1. The convention of the State of Virginia passed, April 13,
1861, an ordinance entitled "An Ordinance to provide against the
sacrifice of property and to suspend proceedings in certain cases,"
whereby, if a debtor, against whom there was an execution in the
hands of an officer offered bond and security for the payment of
debt, interest, and costs, when the operation of the ordinance
should cease, his property should be restored to him. If he offered
no bond, the property was to be restored to him without lien,
unless it would bring its appraised value as of the date of Nov. 6,
1880. No executions were, after the date of the ordinance, to be
issued against residents except in favor of the state. The
convention passed, April 18, 1861, an ordinance of secession. A.,
against whom an execution was issued March 21 of that year, availed
himself of the provisions of the ordinance of April 13 by giving
the requisite bond and security. The judgment against him remaining
unpaid and the ordinance having ceased to operate, suit was brought
on the bond.
Held that the obligors are estopped from
setting up that, by reason of anything contained in the ordinance,
the bond is invalid.
2.
Home Insurance Co. v. City Council of Augusta,
93 U. S. 116, and
United States v.

» TASK GOAL: Continue the case summary about the Virginia ordinance of April 13, 1861, picking up right after the point where it stops.

» DATA:
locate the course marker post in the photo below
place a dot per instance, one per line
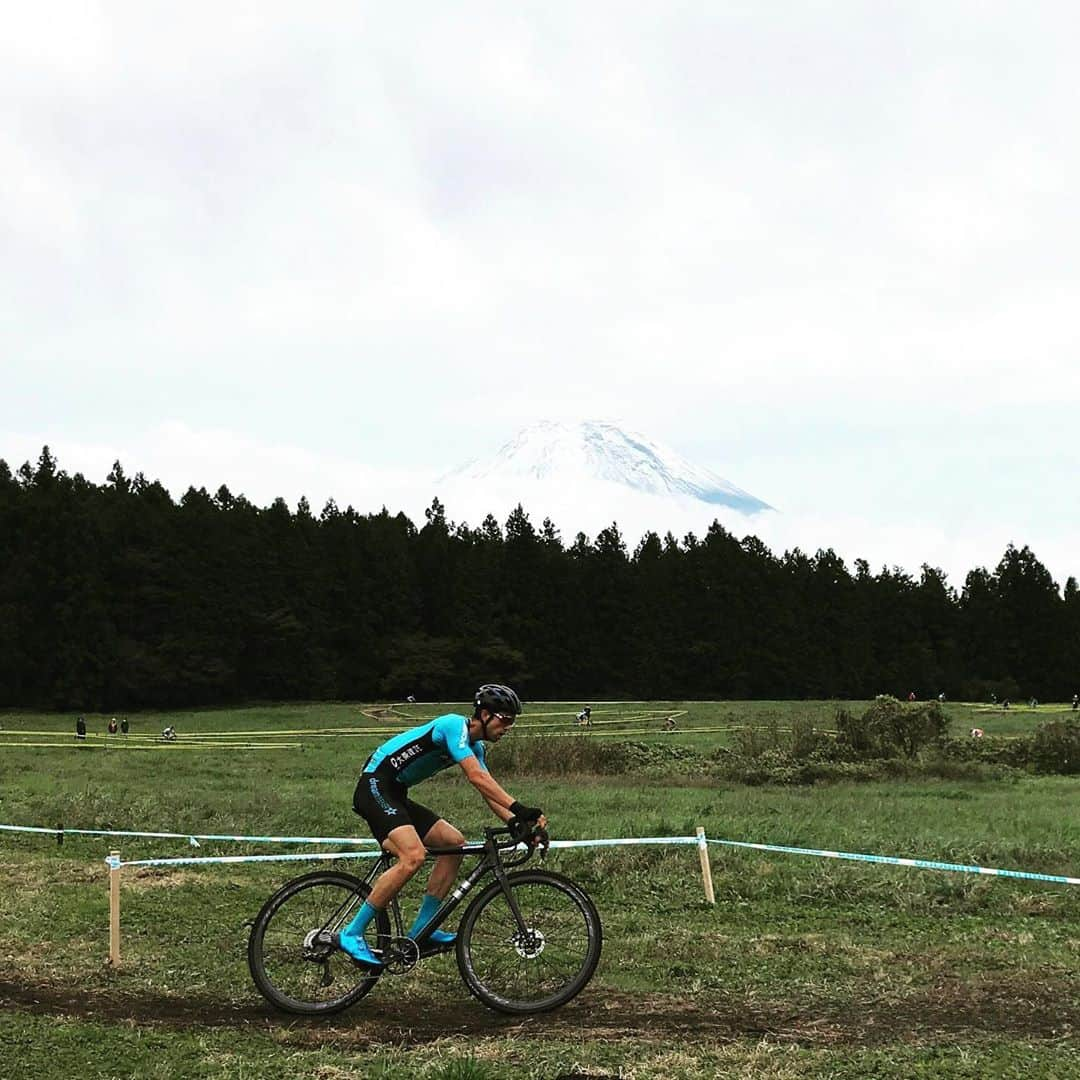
(113, 862)
(706, 871)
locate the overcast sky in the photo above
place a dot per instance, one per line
(826, 250)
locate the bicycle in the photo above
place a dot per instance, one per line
(527, 943)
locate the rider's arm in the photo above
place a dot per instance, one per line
(503, 805)
(494, 794)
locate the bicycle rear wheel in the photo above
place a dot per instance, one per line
(544, 966)
(291, 959)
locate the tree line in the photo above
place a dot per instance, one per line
(118, 596)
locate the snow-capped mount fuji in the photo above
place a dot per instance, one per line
(585, 475)
(597, 450)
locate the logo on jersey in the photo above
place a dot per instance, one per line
(406, 755)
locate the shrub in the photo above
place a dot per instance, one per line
(1055, 746)
(890, 728)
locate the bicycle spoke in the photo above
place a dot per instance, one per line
(292, 959)
(523, 968)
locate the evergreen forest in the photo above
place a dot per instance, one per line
(118, 596)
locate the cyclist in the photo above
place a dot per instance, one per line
(403, 827)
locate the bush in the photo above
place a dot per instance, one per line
(1055, 746)
(890, 728)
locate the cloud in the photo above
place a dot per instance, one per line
(828, 255)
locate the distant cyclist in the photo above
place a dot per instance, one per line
(403, 827)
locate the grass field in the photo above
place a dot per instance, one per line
(805, 967)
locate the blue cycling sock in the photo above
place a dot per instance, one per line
(360, 923)
(428, 908)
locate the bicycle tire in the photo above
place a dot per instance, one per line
(554, 909)
(342, 890)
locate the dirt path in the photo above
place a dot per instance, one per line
(950, 1009)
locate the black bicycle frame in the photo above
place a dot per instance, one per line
(490, 862)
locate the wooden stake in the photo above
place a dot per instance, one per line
(706, 871)
(115, 908)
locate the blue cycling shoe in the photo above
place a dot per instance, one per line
(359, 949)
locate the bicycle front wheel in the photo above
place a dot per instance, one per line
(288, 953)
(541, 966)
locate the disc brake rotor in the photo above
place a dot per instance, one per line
(529, 944)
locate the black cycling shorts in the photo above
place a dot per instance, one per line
(386, 806)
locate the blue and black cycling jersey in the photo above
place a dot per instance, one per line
(421, 752)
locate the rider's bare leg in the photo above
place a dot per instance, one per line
(404, 844)
(443, 835)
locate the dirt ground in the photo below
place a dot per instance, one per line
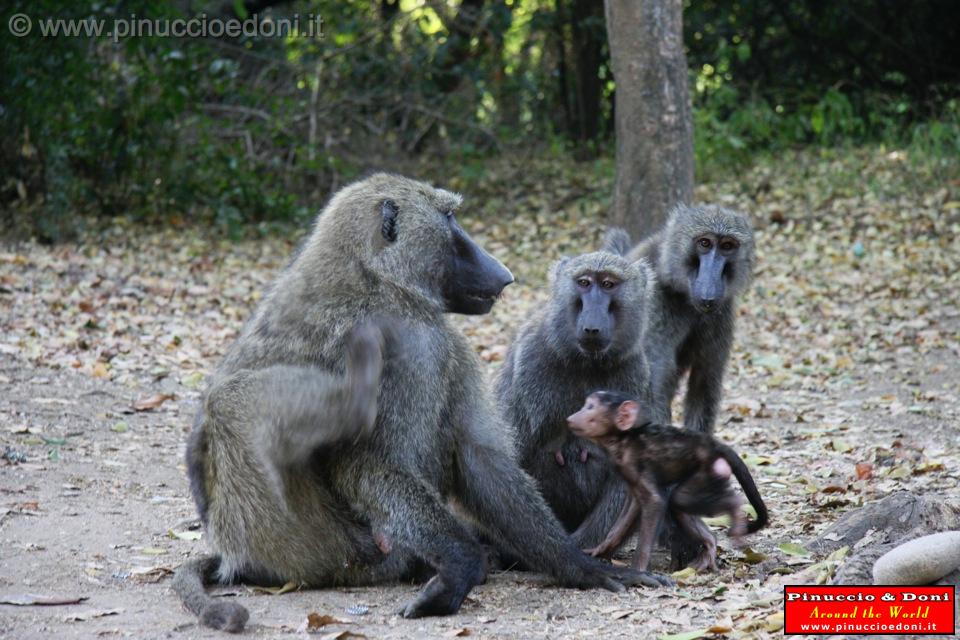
(843, 388)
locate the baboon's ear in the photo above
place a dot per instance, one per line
(627, 414)
(388, 223)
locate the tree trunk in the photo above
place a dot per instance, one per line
(654, 127)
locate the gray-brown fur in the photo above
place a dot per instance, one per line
(349, 412)
(681, 335)
(546, 375)
(682, 471)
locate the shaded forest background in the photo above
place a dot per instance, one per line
(251, 133)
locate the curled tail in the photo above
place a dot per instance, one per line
(749, 487)
(189, 581)
(616, 240)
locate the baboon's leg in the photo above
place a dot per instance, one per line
(408, 513)
(612, 502)
(697, 530)
(619, 531)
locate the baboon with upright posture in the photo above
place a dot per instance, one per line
(349, 412)
(589, 336)
(704, 259)
(684, 472)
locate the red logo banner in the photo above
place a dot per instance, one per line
(869, 610)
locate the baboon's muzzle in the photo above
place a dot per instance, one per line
(475, 278)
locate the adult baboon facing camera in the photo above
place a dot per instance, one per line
(589, 336)
(704, 259)
(329, 439)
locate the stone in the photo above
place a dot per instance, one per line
(920, 561)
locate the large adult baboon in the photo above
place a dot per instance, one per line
(330, 439)
(588, 337)
(704, 259)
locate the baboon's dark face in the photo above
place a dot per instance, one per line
(474, 278)
(712, 263)
(596, 294)
(420, 246)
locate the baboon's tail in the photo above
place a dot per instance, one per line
(616, 240)
(189, 581)
(749, 487)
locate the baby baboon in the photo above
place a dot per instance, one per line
(330, 441)
(652, 458)
(589, 336)
(703, 258)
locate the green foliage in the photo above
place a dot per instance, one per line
(253, 132)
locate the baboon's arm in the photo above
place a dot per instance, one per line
(290, 411)
(705, 387)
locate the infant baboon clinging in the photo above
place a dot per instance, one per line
(704, 259)
(652, 458)
(330, 441)
(589, 336)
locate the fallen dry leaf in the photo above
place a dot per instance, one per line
(31, 599)
(152, 402)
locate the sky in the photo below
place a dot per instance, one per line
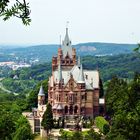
(112, 21)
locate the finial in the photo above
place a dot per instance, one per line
(60, 40)
(79, 61)
(67, 24)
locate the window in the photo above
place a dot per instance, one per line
(71, 110)
(85, 96)
(76, 109)
(66, 109)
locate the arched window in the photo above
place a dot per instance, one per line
(66, 109)
(75, 109)
(71, 110)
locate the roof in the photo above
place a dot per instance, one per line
(101, 101)
(66, 46)
(81, 75)
(92, 80)
(41, 91)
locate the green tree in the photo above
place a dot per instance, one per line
(126, 110)
(23, 130)
(47, 121)
(101, 88)
(32, 99)
(7, 124)
(20, 9)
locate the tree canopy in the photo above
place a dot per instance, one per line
(47, 121)
(19, 9)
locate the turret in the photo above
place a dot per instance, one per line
(81, 80)
(41, 96)
(66, 46)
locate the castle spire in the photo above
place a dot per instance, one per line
(66, 46)
(59, 73)
(41, 91)
(79, 61)
(81, 75)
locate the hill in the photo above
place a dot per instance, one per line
(44, 53)
(123, 65)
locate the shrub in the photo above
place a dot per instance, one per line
(102, 124)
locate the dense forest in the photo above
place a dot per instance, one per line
(122, 94)
(123, 65)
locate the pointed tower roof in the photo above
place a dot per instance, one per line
(41, 91)
(59, 73)
(81, 75)
(79, 61)
(66, 46)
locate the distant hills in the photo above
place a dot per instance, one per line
(45, 52)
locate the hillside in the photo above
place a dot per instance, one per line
(123, 65)
(45, 52)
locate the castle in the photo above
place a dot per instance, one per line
(73, 91)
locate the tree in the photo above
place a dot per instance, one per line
(7, 124)
(125, 101)
(137, 49)
(19, 10)
(101, 88)
(23, 130)
(32, 99)
(47, 121)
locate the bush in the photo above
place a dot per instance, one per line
(102, 124)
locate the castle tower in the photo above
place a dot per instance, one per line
(41, 97)
(66, 54)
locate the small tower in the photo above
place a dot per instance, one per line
(81, 80)
(41, 96)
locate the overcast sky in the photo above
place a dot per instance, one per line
(115, 21)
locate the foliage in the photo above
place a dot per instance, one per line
(101, 88)
(19, 9)
(74, 135)
(27, 78)
(32, 99)
(47, 121)
(23, 130)
(137, 49)
(102, 124)
(12, 124)
(124, 100)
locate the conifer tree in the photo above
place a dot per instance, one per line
(47, 121)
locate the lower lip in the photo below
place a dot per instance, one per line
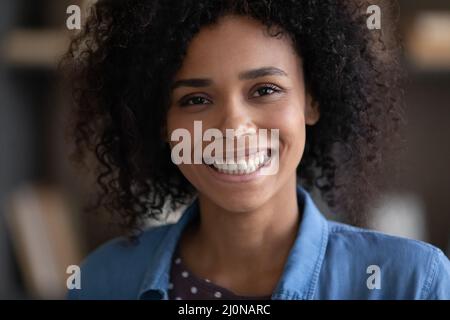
(236, 178)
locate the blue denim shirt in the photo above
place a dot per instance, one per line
(328, 260)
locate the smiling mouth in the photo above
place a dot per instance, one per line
(243, 166)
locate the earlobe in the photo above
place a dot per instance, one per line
(312, 111)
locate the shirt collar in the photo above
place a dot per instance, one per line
(301, 271)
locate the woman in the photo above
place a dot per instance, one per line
(312, 71)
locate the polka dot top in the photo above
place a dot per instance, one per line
(186, 286)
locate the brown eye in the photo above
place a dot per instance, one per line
(267, 89)
(196, 100)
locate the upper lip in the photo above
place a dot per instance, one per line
(237, 154)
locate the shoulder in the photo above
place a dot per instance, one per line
(115, 270)
(407, 269)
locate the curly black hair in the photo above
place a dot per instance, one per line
(122, 63)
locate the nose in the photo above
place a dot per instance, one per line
(235, 115)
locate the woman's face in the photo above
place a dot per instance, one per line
(236, 76)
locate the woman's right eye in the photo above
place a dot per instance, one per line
(192, 101)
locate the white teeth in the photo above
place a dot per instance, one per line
(242, 166)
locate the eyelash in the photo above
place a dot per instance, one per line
(187, 101)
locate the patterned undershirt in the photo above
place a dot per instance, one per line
(186, 286)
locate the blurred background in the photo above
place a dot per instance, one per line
(43, 226)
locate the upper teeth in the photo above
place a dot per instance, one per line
(242, 166)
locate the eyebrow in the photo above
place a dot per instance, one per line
(261, 72)
(246, 75)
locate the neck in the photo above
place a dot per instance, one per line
(243, 245)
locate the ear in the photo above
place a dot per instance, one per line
(312, 112)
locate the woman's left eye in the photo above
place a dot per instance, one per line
(266, 90)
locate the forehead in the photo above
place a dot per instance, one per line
(235, 44)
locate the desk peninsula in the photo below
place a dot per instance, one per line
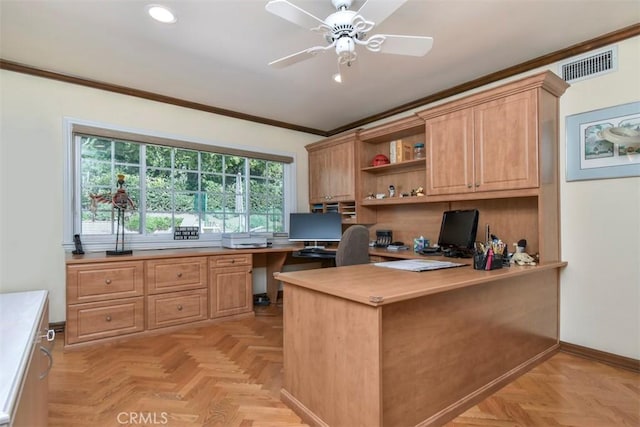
(373, 346)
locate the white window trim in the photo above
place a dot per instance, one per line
(106, 242)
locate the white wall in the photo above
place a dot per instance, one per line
(600, 288)
(600, 295)
(32, 158)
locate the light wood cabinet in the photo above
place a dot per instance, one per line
(404, 176)
(104, 319)
(176, 274)
(331, 170)
(230, 285)
(175, 308)
(491, 146)
(108, 299)
(101, 282)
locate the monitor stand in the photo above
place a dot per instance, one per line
(314, 246)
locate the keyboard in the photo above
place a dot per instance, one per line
(315, 251)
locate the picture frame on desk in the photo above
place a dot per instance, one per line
(604, 143)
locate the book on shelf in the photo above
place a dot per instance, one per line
(400, 151)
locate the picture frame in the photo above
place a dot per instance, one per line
(603, 143)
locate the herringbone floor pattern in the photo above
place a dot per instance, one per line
(230, 375)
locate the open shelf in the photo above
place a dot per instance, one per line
(406, 165)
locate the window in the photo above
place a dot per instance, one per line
(173, 184)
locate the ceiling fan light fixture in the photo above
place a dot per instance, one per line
(161, 13)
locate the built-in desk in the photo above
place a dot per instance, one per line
(372, 346)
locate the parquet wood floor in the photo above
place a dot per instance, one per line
(230, 374)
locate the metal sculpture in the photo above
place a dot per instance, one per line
(120, 202)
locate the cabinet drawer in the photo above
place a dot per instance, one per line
(87, 322)
(105, 281)
(177, 308)
(168, 275)
(230, 260)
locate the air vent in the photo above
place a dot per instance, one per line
(590, 65)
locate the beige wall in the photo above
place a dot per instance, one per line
(600, 288)
(600, 295)
(32, 157)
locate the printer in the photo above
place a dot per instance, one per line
(243, 240)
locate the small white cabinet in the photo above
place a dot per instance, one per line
(24, 387)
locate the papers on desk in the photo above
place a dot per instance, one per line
(418, 264)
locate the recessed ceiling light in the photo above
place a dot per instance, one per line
(161, 13)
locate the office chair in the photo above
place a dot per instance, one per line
(353, 247)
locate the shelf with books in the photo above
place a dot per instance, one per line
(395, 167)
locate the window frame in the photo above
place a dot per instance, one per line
(72, 184)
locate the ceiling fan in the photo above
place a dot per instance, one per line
(345, 29)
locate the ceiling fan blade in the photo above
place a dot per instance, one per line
(405, 45)
(379, 10)
(293, 13)
(297, 57)
(348, 72)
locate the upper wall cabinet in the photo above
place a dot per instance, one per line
(332, 170)
(404, 175)
(490, 141)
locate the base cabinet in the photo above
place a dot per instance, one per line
(109, 299)
(32, 385)
(176, 308)
(230, 288)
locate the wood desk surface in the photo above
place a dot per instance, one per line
(373, 285)
(175, 253)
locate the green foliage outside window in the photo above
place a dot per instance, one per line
(217, 192)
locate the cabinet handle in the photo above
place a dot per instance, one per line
(50, 335)
(50, 365)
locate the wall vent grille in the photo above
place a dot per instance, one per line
(590, 65)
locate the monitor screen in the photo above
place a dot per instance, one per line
(458, 229)
(317, 227)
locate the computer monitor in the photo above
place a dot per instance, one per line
(458, 231)
(315, 227)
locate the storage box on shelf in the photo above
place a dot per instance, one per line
(404, 176)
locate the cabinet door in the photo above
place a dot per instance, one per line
(449, 140)
(32, 406)
(230, 291)
(319, 185)
(332, 173)
(505, 134)
(341, 172)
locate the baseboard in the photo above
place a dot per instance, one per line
(601, 356)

» TASK ANSWER:
Hodson, 10 Wall. 396, cited and approved.
The facts are stated in the opinion of the Court.
MR. JUSTICE SWAYNE delivered the opinion of the Court.
This is a writ of error brought to reverse a judgment of the
Supreme Court of Appeals of the State of West Virginia.
The case, as disclosed in the record, may be sufficiently stated
for the purposes of this opinion, as follows:
Page 102 U. S. 416
On the 18th of April, 1861, a convention of the State of
Virginia passed an ordinance of secession, and on the 30th of that
month a law entitled "An Ordinance to provide against the sacrifice
of property and to suspend proceedings in certain cases." This
ordinance declared that thereafter no execution (except in favor of
the Commonwealth and against nonresidents) should be issued, and
that no sales should be made under deeds of trust or decrees
without the consent of the parties interested, until otherwise
provided by law, and that where executions were in the hands of the
officer, whether levied or not, if the debtors should offer bond
and security for the payment of the debt, interest, and costs, when
the operation of the ordinance should cease, the property should be
restored and the bond should be returned, as in the case of a
forthcoming bond, and should be a lien on the realty of the
obligors. If the debtor offered no bond, his property was to be
appraised by three freeholders, at its value on the 6th of
November, 1860, and unless the property would sell for the amount
of the valuation, it should be restored to the debtor without
lien.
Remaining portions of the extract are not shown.